* [Excerpt]
▬▬▬

While Austria's allies debated her future, the decision was ultimately made for them by the empire's many nationalities, who gradually withdrew whatever support they had had for the dynasty. Ironically, Austria-Hungary had
gone to war in
1914 for the sake of her territorial integrity; the conflict only helped to persuade many of her subjects that the Habsburgs could no longer serve their interests.
Austria Goes To War
Meet The Neighbours
Traditionally, the Habsburg empire had been little more than a catch-all term for whatever possessions the dynasty happened to hold at the time. The centralising reforms of the eighteenth-century
enlightened absolutist Joseph II had met with widespread resistance, not least from the
Magyar nobility who jealously defended their privileges in
Hungary. While
nationalism came to bind other states together in the nineteenth century, the Habsburgs depended on the principle of
Kaisertreue - loyalty to the emperor, rather than identification with the state.

▬▬▬

* [Data provided]

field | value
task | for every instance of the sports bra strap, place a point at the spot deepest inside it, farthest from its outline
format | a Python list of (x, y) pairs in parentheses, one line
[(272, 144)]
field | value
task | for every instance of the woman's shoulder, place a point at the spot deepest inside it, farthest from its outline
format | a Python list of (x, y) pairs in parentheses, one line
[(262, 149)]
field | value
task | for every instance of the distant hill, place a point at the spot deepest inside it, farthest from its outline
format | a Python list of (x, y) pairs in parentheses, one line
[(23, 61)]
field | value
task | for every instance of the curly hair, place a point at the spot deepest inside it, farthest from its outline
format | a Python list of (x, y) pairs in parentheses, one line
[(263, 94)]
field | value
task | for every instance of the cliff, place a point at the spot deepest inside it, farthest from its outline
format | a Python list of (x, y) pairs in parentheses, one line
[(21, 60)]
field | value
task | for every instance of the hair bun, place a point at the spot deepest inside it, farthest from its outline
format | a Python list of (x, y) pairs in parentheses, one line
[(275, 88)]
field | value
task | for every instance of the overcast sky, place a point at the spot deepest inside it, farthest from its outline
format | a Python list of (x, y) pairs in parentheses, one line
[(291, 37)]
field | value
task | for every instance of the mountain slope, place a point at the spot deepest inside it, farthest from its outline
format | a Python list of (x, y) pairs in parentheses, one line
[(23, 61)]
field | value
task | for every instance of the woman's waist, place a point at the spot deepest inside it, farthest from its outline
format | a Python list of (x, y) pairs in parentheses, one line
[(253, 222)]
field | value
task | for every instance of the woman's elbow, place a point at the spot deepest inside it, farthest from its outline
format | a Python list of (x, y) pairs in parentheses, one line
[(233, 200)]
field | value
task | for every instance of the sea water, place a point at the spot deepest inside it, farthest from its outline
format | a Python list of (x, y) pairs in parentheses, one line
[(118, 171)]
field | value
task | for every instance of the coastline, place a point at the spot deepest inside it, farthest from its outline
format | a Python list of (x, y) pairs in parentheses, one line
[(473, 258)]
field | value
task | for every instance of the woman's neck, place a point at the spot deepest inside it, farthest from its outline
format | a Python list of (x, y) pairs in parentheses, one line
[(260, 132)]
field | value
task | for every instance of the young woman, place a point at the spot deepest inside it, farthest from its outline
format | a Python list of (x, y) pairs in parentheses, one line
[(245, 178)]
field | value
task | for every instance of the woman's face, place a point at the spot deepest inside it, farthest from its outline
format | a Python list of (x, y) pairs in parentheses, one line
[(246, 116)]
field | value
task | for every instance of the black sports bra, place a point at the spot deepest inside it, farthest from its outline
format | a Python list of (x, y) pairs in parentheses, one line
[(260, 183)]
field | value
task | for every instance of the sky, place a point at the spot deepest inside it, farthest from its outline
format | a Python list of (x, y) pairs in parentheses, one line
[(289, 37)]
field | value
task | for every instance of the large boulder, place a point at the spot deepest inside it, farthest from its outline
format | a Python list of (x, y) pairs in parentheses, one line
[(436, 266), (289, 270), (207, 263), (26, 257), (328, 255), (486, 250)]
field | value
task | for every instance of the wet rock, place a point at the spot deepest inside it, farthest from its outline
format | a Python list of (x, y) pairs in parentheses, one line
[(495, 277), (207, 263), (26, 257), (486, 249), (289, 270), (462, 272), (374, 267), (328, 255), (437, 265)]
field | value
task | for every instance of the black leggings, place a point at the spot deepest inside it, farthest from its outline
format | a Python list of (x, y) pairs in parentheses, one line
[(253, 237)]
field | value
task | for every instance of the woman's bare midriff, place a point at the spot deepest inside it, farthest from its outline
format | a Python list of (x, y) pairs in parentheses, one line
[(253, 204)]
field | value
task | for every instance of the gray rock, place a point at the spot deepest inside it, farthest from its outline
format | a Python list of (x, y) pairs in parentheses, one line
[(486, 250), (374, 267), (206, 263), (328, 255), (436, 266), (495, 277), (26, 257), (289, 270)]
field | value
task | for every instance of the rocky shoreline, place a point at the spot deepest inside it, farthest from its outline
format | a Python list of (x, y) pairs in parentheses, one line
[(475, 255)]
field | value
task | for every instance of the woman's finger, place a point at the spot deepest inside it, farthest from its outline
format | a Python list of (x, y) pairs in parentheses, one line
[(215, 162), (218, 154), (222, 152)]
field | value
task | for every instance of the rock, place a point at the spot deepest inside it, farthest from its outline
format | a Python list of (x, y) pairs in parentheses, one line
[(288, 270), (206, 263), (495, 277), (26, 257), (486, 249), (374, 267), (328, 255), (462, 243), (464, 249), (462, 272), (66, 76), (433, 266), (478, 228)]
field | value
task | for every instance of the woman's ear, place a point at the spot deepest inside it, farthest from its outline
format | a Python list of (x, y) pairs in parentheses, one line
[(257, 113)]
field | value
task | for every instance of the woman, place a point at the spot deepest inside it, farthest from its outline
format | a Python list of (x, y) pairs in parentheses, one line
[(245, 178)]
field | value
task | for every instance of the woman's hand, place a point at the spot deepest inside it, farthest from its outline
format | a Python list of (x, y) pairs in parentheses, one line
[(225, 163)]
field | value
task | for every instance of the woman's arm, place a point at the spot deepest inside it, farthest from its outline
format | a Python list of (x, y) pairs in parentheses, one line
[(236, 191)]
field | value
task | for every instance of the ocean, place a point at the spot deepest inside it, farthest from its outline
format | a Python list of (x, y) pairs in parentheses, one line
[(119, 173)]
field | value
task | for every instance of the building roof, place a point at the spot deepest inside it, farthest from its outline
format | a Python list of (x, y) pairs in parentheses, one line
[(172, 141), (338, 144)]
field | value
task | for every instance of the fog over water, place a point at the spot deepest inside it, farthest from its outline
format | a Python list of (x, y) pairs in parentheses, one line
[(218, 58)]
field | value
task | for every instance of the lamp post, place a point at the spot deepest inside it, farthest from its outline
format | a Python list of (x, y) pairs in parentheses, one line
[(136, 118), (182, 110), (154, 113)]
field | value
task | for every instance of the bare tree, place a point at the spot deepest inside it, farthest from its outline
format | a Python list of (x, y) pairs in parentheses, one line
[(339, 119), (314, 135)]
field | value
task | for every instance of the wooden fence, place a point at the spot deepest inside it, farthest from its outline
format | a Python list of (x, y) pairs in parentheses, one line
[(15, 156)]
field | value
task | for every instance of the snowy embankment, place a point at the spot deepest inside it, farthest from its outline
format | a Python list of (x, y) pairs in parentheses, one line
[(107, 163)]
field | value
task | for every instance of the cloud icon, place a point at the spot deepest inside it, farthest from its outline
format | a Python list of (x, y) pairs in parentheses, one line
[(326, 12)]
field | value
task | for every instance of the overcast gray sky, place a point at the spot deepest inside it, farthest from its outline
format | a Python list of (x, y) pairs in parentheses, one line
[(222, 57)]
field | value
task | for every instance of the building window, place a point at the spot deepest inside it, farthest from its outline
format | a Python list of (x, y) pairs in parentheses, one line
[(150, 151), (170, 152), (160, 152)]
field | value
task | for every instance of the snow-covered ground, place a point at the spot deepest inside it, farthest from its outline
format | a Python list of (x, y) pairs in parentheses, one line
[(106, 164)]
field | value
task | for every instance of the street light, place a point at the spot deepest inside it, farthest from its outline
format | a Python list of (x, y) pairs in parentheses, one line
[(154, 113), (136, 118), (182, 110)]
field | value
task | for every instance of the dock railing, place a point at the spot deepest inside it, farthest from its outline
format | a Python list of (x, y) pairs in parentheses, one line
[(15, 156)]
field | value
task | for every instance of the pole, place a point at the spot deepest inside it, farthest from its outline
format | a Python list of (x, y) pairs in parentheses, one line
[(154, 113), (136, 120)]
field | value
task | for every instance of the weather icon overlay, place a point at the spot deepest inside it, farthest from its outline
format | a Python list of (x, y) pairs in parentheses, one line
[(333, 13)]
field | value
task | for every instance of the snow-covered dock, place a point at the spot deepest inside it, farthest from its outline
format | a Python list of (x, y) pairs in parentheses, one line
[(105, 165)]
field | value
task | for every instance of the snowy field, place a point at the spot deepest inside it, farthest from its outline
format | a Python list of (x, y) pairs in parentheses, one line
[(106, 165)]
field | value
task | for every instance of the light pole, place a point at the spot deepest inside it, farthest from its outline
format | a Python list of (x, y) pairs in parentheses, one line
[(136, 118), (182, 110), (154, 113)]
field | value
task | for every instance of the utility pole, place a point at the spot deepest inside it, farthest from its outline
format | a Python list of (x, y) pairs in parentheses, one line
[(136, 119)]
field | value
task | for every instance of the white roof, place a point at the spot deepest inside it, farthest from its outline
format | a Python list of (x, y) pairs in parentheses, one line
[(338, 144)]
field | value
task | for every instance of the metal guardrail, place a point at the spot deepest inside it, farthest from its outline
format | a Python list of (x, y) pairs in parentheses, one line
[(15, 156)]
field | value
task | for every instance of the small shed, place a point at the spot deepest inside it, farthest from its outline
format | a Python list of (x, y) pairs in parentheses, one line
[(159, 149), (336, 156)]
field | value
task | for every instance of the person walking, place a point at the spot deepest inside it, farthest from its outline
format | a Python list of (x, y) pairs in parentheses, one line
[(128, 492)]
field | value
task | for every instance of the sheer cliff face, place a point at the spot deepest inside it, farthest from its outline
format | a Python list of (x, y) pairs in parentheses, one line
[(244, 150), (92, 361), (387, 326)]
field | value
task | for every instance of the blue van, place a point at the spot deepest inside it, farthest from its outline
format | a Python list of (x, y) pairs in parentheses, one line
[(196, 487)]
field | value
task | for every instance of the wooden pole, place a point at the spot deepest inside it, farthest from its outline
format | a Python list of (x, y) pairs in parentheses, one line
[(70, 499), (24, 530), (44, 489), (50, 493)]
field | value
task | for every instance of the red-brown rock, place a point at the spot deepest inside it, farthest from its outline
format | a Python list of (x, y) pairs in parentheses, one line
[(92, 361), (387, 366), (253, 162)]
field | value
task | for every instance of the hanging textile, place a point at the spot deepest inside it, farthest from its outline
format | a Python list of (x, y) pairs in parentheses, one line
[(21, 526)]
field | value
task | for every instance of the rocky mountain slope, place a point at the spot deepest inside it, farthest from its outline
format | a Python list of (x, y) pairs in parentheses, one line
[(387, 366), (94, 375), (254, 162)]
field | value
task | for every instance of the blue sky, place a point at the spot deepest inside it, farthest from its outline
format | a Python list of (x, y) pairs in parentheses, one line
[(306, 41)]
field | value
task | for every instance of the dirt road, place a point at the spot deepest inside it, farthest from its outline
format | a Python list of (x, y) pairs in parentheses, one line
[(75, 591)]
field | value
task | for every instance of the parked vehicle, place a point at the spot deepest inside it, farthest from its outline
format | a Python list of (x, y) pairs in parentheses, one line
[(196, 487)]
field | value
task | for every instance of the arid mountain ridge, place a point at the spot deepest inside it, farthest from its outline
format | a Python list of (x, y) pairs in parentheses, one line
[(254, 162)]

▬▬▬

* [Task goal] In one to three sentences, explain why the passage on the Habsburg empire calls Austria-Hungary's entry into war in 1914 ironic. This material has no connection to the passage on the Habsburg empire.

* [Complete response] Austria-Hungary went to war to preserve her territorial integrity. Yet the conflict only convinced many of her subjects that the Habsburgs could no longer serve their interests, and the empire's nationalities gradually withdrew their support for the dynasty.